[SET TASK] Copy word for word everything in the records below, from the line containing "Please mark every woman's shoulder" down to the end.

== DATASET RECORDS ==

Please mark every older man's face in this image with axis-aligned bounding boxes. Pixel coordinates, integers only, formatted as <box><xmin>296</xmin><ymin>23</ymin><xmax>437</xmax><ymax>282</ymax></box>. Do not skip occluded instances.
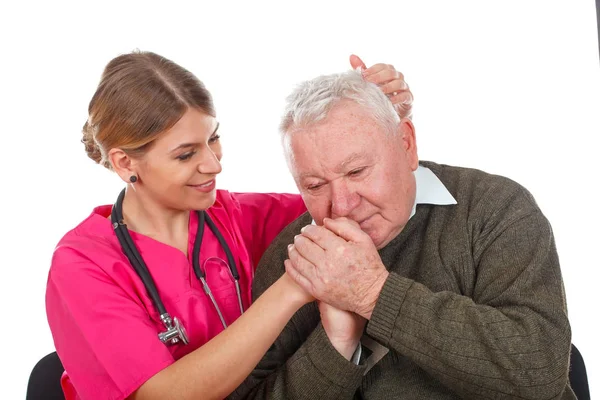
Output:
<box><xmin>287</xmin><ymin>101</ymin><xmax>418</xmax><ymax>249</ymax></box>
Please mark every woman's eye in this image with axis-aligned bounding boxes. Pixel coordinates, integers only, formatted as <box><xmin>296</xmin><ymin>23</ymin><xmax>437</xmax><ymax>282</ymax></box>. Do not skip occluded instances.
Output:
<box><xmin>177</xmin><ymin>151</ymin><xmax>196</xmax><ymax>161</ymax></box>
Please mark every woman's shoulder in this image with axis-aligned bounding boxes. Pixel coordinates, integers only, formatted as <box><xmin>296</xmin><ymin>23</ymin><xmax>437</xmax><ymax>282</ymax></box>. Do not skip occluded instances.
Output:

===

[RESULT]
Please mark every woman's shoulder in this image with axis-aligned bounding boxes. Pixel coordinates, integers only, formatted as <box><xmin>296</xmin><ymin>23</ymin><xmax>437</xmax><ymax>282</ymax></box>. Do not skip occluded instances.
Output:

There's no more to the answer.